§ **WRITTEN REQUEST 1**
Output as a JSON list of strings, one string per line, the lines of the entries below starting at the first line of the entries and ending at the line that contains "(0, 0), (492, 360)", both included, with blank lines left out.

SELECT project.pnum, employee.ssn
FROM project INNER JOIN employee
ON project.mgrssn = employee.ssn;

2.1.18b. Outer joins

Outer joins are crucial in the real-world
Databases often contain NULLs (3VL)
Analysis of where the crucial data is across a relationship
Previous example, only get project data for managed projects

SELECT project.*, employee.*
FROM project INNER JOIN employee
ON project.mgrssn = employee.ssn;

2.1.18c. Outer joins (cont)

Scale of loss isn't always instantly obvious

NULLs often used unpredicably

May want project information, even if no employee attached as manager

SELECT project.*, employee.*
FROM project LEFT OUTER JOIN employee
ON project.mgrssn = employee.ssn;

2.1.19. 2y and 3y joins

Queries can encapsulate any number of relations

Even one relation many times (in different roles)

Relationship chain
Across many relations

Tuples as Entities OR Relationships

e.g. Employee -> Works_on -> Project -> Department ->
Manager

2.1.20. Recursive closure

Can’t be done in SQL2
Recursive relationships
Unknown number of steps
SQL2 can’t generalise in single query

2.1.21. Nested queries

Essential one or more (inner) queries within an (outer) query
Inner and outer query
Not to be confused with inner and outer joins
Inner query can go in three places

SELECT clause (projection list)

Must return a single value, then aliased as attribute in outer result

FROM clause

Inner query result used as standard table in FROM cross product

WHERE clause

2.1.21b. Nested query example

Use of query result as comparator for other (outer) query

SELECT DISTINCT course
FROM dept WHERE course IN (

SELECT d.course
FROM dept AS d, faculty AS f, student AS s
WHERE d.ownfac=f.id AND s.owndept=d.id
AND f.name='Eng' AND s.year='3'

) OR course IN (

SELECT course
FROM dept
WHERE code LIKE 'COMS3%');

2.1.22. Bridging SQL across 3 tiers

Three tier database design
Changing role of DBMS
Indices
Aggregate functions (conceptual)

Over bags and sub-bags

Creating and updating views (ext)
SQL embedding

Three tier database design (Internal, Conceptual, External)

In this subsection we look at the different roles SQL play across the three tiers of database design. We discuss the areas in which SQL is lacking and how those difficiencies can be complemented by embedding SQL in other languages.

§ **INPUT ROWS**

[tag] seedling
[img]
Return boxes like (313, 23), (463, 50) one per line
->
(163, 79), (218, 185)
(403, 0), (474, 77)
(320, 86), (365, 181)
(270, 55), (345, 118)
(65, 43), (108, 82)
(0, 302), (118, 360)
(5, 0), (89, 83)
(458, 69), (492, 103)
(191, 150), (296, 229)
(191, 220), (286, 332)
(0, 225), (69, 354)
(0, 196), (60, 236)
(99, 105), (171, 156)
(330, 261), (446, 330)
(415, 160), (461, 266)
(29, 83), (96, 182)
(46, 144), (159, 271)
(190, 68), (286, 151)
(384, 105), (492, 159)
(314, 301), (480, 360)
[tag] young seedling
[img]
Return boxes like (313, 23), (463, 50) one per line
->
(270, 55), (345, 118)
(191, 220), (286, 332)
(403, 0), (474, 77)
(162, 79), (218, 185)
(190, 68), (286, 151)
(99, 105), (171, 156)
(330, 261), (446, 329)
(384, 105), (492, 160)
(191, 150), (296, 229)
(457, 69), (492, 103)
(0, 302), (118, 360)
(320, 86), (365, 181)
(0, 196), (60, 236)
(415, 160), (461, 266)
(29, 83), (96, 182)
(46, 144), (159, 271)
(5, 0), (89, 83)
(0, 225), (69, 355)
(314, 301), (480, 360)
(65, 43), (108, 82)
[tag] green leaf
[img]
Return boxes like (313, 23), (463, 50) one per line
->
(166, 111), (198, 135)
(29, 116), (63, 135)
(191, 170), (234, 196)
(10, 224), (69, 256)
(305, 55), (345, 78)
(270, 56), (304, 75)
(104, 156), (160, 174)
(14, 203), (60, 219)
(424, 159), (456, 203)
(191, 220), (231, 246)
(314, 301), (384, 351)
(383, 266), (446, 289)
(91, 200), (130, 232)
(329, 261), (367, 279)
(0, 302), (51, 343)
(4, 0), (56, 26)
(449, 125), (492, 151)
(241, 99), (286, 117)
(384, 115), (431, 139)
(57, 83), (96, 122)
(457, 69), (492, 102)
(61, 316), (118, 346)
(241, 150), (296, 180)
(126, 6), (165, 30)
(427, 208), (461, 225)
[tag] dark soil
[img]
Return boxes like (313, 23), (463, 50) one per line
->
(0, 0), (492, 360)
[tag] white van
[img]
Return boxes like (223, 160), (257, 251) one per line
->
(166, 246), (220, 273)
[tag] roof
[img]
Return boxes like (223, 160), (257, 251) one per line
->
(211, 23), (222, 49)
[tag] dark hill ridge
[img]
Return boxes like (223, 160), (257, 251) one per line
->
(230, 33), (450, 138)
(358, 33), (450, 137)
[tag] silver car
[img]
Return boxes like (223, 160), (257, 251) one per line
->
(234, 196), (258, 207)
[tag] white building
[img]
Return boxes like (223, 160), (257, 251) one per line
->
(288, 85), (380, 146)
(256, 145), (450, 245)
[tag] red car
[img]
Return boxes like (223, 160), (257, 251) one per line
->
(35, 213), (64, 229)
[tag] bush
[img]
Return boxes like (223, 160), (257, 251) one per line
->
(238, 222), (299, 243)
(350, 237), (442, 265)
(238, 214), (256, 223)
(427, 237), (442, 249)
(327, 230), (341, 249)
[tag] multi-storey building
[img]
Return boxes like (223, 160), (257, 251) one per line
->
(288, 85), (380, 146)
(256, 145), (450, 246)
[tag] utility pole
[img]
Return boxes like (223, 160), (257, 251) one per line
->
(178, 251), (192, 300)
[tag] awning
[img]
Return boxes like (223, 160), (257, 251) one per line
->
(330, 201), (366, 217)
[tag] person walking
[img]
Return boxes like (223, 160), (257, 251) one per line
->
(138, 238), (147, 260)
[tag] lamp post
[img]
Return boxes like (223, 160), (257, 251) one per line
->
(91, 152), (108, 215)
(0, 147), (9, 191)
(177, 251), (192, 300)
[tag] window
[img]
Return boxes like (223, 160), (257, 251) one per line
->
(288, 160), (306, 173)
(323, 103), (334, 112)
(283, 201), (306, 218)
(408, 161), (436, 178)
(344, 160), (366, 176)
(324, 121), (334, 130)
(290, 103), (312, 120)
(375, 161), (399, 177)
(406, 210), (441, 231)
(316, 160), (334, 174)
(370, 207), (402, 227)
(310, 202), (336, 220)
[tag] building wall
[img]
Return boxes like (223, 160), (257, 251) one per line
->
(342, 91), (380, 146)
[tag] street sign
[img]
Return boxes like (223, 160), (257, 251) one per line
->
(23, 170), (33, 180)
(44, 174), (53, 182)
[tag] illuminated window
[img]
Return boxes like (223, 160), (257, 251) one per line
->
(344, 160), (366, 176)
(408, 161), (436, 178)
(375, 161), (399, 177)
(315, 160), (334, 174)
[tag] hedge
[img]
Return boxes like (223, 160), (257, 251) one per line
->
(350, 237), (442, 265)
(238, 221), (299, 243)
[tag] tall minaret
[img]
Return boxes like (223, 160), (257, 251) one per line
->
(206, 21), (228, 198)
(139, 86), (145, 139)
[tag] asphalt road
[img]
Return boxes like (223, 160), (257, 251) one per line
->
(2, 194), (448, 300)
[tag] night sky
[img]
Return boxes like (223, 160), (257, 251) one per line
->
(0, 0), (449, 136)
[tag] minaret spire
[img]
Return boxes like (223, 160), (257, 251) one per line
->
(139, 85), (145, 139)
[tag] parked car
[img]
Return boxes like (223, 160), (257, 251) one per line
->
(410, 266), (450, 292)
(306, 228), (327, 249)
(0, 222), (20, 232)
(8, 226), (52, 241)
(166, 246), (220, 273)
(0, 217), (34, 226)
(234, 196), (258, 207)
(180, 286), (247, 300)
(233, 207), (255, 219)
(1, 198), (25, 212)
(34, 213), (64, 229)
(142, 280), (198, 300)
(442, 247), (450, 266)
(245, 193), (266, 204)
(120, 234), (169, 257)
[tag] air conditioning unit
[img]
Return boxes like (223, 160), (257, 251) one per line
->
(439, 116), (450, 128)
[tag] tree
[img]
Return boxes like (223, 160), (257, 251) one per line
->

§ **WRITTEN REQUEST 2**
In the SQL notes, rewrite the paragraph beginning "In this subsection we look at" more briefly, keeping its main points.

§ **ANSWER 1**
[
  "[tag] seedling",
  "[img]",
  "Return boxes like (313, 23), (463, 50) one per line",
  "->",
  "(163, 79), (218, 185)",
  "(403, 0), (474, 77)",
  "(320, 86), (365, 181)",
  "(270, 55), (345, 118)",
  "(65, 43), (108, 82)",
  "(0, 302), (118, 360)",
  "(5, 0), (89, 83)",
  "(458, 69), (492, 103)",
  "(191, 150), (296, 229)",
  "(191, 220), (286, 332)",
  "(0, 225), (69, 354)",
  "(0, 196), (60, 236)",
  "(99, 105), (171, 156)",
  "(330, 261), (446, 330)",
  "(415, 160), (461, 266)",
  "(29, 83), (96, 182)",
  "(46, 144), (159, 271)",
  "(190, 68), (286, 151)",
  "(384, 105), (492, 159)",
  "(314, 301), (480, 360)",
  "[tag] young seedling",
  "[img]",
  "Return boxes like (313, 23), (463, 50) one per line",
  "->",
  "(270, 55), (345, 118)",
  "(191, 220), (286, 332)",
  "(403, 0), (474, 77)",
  "(162, 79), (218, 185)",
  "(190, 68), (286, 151)",
  "(99, 105), (171, 156)",
  "(330, 261), (446, 329)",
  "(384, 105), (492, 160)",
  "(191, 150), (296, 229)",
  "(457, 69), (492, 103)",
  "(0, 302), (118, 360)",
  "(320, 86), (365, 181)",
  "(0, 196), (60, 236)",
  "(415, 160), (461, 266)",
  "(29, 83), (96, 182)",
  "(46, 144), (159, 271)",
  "(5, 0), (89, 83)",
  "(0, 225), (69, 355)",
  "(314, 301), (480, 360)",
  "(65, 43), (108, 82)",
  "[tag] green leaf",
  "[img]",
  "Return boxes like (313, 23), (463, 50) one per line",
  "->",
  "(166, 111), (198, 135)",
  "(29, 116), (63, 135)",
  "(191, 170), (234, 196)",
  "(10, 224), (69, 256)",
  "(305, 55), (345, 78)",
  "(270, 56), (304, 75)",
  "(104, 156), (160, 174)",
  "(14, 203), (60, 219)",
  "(424, 159), (456, 203)",
  "(191, 220), (231, 246)",
  "(314, 301), (384, 351)",
  "(383, 266), (446, 289)",
  "(91, 200), (130, 232)",
  "(329, 261), (367, 279)",
  "(0, 302), (51, 343)",
  "(4, 0), (56, 26)",
  "(449, 125), (492, 151)",
  "(241, 99), (286, 117)",
  "(384, 115), (431, 139)",
  "(57, 83), (96, 122)",
  "(457, 69), (492, 102)",
  "(61, 316), (118, 346)",
  "(241, 150), (296, 180)",
  "(126, 6), (165, 30)",
  "(427, 208), (461, 225)",
  "[tag] dark soil",
  "[img]",
  "Return boxes like (313, 23), (463, 50) one per line",
  "->",
  "(0, 0), (492, 360)"
]

§ **ANSWER 2**
This subsection covers SQL's roles across the three tiers of database design, where SQL falls short, and how embedding it in other languages makes up for those shortcomings.